** start Selected excerpt **

Let
us begin with the much neglected Kennedy tax cuts and then follow through
with other tax measures. We shall then finish with a diagrammatic explanation
of how cuts in capital gains taxes expand both the economy and tax revenues.
Kennedy
declared that “it is a paradoxical that tax rates are too high and tax
revenues too low”. In other words, high taxes were depressing output.
Acting on this belief — what so many today sneeringly call supply-side
economics — he cut taxes in 1963 and investment surged ahead. In the
four years preceding the Kennedy cuts only 27.8 per cent of what is termed
investment went to business and 38.5 per cent to real estate.
During
the four years following the cuts 58.6 per cent went into business and a mere
11.2 per cent went into real estate. But who gave Kennedy this economic
advice, apart from Ludwig Erhardt, West Germany’s minister of finance,
there was the Keynesian Walter Heller for one who believed tax cuts could
increase tax receipts. As he himself said:
The
upsurge of tax revenues flowing from economic expansion would finance higher
levels of local, state, and Federal spending than we would have had without
the tax cut’s stimulus…(Cited in A. James Meigs’ Money
Matters: Economics, Markets, Politics, Harper & Row, Publishers,
1972, p. 38).
The
economic response to the Kennedy tax cuts demonstrated that you cannot have a
dynamic economy if venture capital is penalised, entrepreneurial mobility
severely restricted and the rewards of successfully satisfying
consumers’ needs are heavily taxed. In 1969, for example, President
Nixon raised the capital gains tax from 28 per cent to 49 per cent. Result:
revenue from the tax dropped sharply with realised gains from the sale of
capital assets falling by 34 per cent, and the stock issues of struggling
companies falling from about 500 in 1969 to precisely four in 1975.
High-tech
companies in Silicon Valley were hit particularly hard. Yet the Treasury had
assured President Nixon that the tax increase would raise $1.1 billion in the
first year and then $3.2 billion a year until 1975. This is obvious proof
that taxes do affect behaviour. If you think about it, capital gains taxes
are a great way to soak the poor.
In
1978 Congress for once did the sensible thing and slashed capital gains
taxes: this resulted in the supply of venture capital exploding. By the start
of 1979 a massive commitment to venture capital funds had taken place, rising
from a pathetic $39 million in 1977 to a staggering $570 million at the end
of 1978. Tax collections on long-term capital gains, despite the dire
predictions of Keynesian big-spending critics of tax cuts, leapt from $8.5
billion in 1978 to $10.6 billion in 1979, $16.5 billion in 1983 and $23.7
billion in 1985.
By
1981 venture capital outlays had soared to $1.4 billion and the total amount
of venture capital had risen to $5.8 billion. In 1981 the maximum tax rate on
long-term capital gains was cut to 20 per cent. This resulted in the venture
capital pool surging to $11.5 billion. Astonishingly enough — to
conventional economists that is — venture capital outlays rose to $1.8
billion in the midst of the 1982 depression. This was about 400 per cent more
than had been out-laid during the 1970s slump. In 1983 these outlays rose to
nearly $3 billion. Compare this situation to the period from 1969 to the
1970s which saw venture capital outlays collapse by about 90 per cent. All
because of Nixon’s ill-considered capital gains tax. But then Nixon
— unlike so many journalists — never professed to know anything
about economics.

** end Selected excerpt **
** start Entries supplied **

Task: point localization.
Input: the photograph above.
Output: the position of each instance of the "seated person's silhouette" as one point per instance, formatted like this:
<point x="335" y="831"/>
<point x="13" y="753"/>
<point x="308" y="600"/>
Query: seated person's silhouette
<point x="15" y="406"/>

** end Entries supplied **

**Short exercise 1**
From the tax cuts passage, return the stretch from "Acting on this" through "cent to real estate." with no changes.
**Short exercise 2**
Answer these from the tax cuts passage, each on its own line:
(a) In 1969, to what rate did Nixon raise the capital gains tax?
(b) To what figure was the maximum tax rate on long-term capital gains cut in 1981?
(c) In the four years following the Kennedy cuts, what share of investment went into real estate?
**Short exercise 3**
The tax cuts passage reports tax collections on long-term capital gains for several years. List each amount with its year.

**Answer 1**
Acting on this belief — what so many today sneeringly call supply-side
economics — he cut taxes in 1963 and investment surged ahead. In the
four years preceding the Kennedy cuts only 27.8 per cent of what is termed
investment went to business and 38.5 per cent to real estate.

**Answer 2**
(a) 49 percent, up from 28 percent
(b) 20 percent
(c) 11.2 percent

**Answer 3**
- 1978: $8.5 billion
- 1979: $10.6 billion
- 1983: $16.5 billion
- 1985: $23.7 billion